## WHAT YOU SHOULD DO
The stretch wanted below opens at the line containing "of the muddy" and closes at the line containing "the truck side". Please return it exactly, with no other lines.

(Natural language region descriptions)
::::::

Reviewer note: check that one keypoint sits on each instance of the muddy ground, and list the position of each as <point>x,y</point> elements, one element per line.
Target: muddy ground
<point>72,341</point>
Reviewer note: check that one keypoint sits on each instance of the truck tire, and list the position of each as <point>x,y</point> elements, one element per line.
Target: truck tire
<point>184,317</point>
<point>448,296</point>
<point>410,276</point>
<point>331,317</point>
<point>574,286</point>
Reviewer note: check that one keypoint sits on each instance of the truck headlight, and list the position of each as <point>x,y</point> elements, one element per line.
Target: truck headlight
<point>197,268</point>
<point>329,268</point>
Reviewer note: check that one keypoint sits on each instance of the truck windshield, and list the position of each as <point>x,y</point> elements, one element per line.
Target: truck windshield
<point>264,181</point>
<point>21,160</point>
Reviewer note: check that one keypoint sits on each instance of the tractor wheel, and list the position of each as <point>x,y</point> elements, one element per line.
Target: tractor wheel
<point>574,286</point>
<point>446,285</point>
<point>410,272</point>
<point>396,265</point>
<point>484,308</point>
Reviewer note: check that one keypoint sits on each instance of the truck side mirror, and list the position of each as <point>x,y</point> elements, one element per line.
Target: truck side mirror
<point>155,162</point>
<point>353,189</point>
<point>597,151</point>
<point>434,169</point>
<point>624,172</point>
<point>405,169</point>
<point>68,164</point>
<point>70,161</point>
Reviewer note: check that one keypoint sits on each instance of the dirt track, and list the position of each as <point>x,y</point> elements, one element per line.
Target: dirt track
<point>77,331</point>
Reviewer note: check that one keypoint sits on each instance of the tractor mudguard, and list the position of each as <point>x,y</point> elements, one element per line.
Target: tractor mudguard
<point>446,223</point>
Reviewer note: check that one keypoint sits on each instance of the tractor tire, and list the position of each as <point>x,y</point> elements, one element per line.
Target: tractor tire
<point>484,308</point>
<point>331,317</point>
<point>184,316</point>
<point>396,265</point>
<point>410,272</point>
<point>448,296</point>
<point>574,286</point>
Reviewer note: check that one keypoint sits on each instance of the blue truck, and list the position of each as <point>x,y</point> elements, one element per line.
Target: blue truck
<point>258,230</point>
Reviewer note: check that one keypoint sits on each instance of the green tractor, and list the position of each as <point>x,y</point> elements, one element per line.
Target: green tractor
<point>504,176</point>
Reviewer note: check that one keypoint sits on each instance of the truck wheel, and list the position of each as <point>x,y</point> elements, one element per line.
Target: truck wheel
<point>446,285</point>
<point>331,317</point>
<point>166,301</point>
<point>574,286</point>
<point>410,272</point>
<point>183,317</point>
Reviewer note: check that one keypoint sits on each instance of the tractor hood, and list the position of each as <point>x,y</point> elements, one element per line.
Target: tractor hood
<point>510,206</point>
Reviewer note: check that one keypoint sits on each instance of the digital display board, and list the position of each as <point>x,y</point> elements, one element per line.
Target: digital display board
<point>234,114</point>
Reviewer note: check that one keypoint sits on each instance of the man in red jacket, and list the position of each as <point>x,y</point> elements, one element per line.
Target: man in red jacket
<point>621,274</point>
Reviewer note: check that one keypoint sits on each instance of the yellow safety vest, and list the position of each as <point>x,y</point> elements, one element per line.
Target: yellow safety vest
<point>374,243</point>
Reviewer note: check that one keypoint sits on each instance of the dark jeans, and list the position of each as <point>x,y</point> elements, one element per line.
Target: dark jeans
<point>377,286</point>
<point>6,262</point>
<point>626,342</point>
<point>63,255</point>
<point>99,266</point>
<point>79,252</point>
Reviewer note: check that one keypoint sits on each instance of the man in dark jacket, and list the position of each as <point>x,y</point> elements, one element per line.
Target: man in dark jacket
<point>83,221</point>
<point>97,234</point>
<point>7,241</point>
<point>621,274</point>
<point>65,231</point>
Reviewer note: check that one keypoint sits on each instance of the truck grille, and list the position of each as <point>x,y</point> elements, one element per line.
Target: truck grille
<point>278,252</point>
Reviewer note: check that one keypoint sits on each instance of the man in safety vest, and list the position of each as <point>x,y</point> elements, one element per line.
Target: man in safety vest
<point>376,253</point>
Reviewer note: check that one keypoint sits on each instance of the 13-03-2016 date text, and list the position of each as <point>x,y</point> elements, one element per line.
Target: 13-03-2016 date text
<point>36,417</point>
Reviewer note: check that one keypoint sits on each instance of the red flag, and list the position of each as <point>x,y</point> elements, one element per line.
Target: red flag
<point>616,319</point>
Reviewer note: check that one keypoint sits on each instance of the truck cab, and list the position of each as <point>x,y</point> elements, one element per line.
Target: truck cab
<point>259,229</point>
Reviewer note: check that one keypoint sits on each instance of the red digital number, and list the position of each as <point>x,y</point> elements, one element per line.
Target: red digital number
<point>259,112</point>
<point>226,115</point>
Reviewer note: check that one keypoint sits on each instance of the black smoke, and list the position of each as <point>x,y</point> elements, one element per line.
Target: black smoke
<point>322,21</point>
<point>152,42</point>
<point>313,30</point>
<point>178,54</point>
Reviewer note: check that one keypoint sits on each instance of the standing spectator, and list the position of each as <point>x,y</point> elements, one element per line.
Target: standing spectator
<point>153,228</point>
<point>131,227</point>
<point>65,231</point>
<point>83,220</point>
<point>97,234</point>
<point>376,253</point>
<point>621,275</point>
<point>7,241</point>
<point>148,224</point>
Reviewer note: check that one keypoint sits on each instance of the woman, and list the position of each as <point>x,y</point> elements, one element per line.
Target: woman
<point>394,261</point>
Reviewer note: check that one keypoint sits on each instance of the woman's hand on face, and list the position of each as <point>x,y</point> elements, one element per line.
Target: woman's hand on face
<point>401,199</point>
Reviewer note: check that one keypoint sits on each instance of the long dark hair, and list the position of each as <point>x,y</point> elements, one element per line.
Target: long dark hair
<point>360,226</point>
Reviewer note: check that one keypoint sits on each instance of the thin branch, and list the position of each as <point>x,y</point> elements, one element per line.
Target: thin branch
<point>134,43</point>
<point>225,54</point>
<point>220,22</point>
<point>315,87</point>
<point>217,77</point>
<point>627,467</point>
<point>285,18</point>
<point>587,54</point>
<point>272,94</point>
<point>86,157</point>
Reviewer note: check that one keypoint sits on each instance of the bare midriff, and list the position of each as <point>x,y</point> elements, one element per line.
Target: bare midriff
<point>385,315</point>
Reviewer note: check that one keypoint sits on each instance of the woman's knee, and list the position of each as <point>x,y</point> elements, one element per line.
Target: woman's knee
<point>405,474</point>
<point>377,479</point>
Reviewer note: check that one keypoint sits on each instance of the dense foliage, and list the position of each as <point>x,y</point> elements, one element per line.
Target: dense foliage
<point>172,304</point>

::::::

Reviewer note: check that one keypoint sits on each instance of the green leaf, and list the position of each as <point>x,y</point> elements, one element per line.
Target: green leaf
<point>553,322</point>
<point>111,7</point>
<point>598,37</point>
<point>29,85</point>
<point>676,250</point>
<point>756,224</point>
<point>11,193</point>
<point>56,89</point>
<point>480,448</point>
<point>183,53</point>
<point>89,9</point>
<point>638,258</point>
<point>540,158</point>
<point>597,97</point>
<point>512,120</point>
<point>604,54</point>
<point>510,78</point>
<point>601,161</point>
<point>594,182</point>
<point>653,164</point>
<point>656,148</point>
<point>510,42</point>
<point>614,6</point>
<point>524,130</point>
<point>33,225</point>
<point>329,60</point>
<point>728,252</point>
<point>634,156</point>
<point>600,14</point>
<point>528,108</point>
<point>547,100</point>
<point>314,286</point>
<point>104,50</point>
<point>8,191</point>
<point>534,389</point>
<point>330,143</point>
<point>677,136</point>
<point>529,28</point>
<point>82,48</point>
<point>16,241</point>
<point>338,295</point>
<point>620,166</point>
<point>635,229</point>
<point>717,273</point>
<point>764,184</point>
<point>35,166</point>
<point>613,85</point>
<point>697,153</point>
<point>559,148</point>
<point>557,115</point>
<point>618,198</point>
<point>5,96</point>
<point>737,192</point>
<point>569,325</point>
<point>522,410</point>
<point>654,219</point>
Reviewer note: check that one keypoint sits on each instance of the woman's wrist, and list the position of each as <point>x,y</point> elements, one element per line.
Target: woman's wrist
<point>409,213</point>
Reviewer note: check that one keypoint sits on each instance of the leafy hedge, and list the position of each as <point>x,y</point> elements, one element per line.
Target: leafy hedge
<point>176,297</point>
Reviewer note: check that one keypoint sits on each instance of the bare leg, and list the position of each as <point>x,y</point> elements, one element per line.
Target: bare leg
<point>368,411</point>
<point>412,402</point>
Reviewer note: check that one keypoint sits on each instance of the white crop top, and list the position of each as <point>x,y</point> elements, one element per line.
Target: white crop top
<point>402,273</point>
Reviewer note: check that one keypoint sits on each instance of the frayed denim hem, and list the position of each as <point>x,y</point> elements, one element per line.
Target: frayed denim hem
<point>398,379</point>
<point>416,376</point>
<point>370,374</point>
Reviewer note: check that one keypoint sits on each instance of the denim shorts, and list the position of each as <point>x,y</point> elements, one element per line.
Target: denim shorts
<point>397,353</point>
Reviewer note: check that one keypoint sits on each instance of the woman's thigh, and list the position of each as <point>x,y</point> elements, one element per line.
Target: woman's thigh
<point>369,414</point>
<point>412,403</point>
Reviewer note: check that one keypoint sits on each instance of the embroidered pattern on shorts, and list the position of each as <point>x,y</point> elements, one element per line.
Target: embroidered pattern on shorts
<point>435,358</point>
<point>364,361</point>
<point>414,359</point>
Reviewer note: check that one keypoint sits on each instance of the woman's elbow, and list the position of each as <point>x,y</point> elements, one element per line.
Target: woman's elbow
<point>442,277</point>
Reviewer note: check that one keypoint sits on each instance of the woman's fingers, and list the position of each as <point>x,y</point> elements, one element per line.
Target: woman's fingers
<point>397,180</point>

::::::

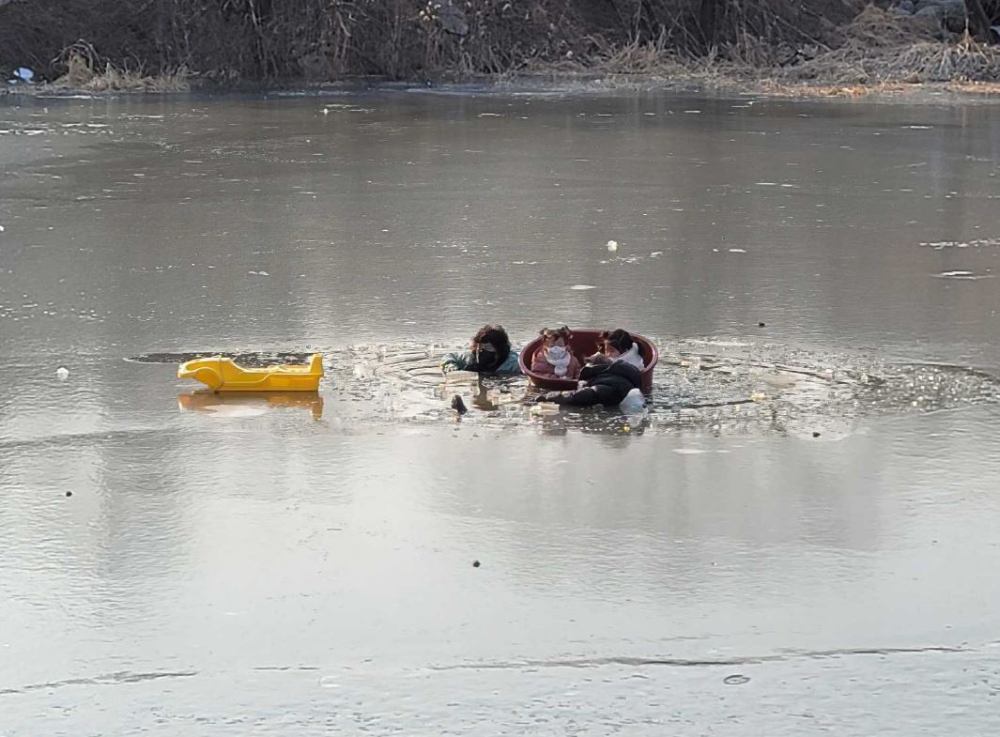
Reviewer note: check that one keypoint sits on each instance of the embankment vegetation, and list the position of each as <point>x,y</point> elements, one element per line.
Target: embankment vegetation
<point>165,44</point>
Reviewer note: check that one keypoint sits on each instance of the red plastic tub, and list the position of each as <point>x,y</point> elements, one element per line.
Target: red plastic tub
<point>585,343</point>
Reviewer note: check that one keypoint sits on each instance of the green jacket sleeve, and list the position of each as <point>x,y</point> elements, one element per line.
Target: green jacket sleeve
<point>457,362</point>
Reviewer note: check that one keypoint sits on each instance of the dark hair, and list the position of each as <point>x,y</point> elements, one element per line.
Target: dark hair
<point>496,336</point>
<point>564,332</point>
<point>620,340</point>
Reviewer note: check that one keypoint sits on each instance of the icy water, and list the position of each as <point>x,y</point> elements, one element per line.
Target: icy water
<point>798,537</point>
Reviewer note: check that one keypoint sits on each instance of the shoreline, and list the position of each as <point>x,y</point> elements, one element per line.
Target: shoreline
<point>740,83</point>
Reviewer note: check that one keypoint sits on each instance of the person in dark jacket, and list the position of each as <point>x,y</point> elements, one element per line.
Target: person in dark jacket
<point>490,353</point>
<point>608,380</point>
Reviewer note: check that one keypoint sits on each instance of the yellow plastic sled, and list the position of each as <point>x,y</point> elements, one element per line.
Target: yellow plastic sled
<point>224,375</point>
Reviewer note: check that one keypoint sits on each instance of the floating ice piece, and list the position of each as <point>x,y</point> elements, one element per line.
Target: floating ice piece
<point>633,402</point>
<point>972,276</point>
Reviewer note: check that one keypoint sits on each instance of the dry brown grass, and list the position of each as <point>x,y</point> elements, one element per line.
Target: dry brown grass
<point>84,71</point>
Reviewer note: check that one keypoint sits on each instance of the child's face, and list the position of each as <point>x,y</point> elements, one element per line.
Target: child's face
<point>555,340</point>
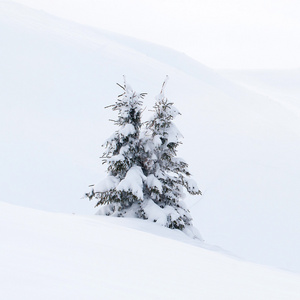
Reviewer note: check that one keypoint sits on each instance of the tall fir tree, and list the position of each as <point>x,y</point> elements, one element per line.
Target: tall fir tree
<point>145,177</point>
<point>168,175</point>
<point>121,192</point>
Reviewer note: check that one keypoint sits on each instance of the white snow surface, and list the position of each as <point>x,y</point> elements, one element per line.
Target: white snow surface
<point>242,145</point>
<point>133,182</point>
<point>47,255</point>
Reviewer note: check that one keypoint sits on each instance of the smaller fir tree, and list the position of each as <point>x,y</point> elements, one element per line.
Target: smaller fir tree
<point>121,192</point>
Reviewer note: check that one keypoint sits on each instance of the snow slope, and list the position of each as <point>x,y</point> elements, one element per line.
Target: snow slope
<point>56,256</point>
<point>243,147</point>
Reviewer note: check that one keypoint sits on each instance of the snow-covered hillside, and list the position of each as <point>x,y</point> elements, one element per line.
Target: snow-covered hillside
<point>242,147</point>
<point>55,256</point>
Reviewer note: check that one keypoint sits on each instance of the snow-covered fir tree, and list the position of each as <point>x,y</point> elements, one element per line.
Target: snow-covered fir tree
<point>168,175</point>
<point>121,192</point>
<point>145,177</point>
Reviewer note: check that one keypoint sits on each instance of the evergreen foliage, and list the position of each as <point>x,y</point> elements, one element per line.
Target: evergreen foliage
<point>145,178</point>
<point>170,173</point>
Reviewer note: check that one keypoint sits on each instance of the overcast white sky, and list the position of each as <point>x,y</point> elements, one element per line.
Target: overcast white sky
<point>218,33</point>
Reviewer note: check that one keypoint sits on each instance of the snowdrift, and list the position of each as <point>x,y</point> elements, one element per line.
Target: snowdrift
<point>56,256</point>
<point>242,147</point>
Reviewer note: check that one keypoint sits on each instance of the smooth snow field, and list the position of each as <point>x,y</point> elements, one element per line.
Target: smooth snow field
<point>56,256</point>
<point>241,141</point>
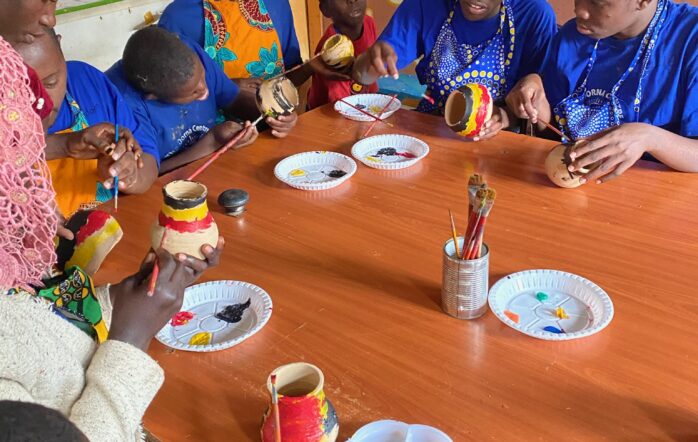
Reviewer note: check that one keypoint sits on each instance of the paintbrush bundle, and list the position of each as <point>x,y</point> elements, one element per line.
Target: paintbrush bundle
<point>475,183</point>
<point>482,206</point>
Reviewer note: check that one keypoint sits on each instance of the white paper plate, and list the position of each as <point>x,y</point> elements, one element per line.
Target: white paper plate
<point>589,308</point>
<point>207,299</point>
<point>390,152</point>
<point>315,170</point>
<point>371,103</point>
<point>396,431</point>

::::::

## COMPLETED EXERCISE
Reviewer note: check that one keypoint sits on each instance of the muddy ground, and list the position of each as <point>x,y</point> elements, one element per line.
Target: muddy ground
<point>72,341</point>
Reviewer note: check that one keypoint sits on each instance of the truck tire, and list the position of each as <point>x,y</point> elements, one element per line.
Target: truck tire
<point>184,317</point>
<point>448,296</point>
<point>410,276</point>
<point>331,317</point>
<point>574,286</point>
Reviewer note: check that one keypoint sits on each instance of the truck headlight, and list the position of each as <point>x,y</point> elements, one element per line.
Target: truck headlight
<point>197,268</point>
<point>329,268</point>
Reviewer note: check that one keypoint sits on each instance of the truck windshield, and list the position of each as <point>x,y</point> elements, one element per line.
Target: truck windshield
<point>264,181</point>
<point>21,160</point>
Reviewer note: check that one keypoint sits on each instance of the tractor wheel, and list the position of each as <point>x,y</point> elements, one element per line.
Target: tractor wheel
<point>574,286</point>
<point>446,285</point>
<point>410,272</point>
<point>396,265</point>
<point>484,308</point>
Reviewer note: check that one keypoint sits on each instance of the truck side mirror, and list the position of each as <point>x,y</point> elements, one element per line.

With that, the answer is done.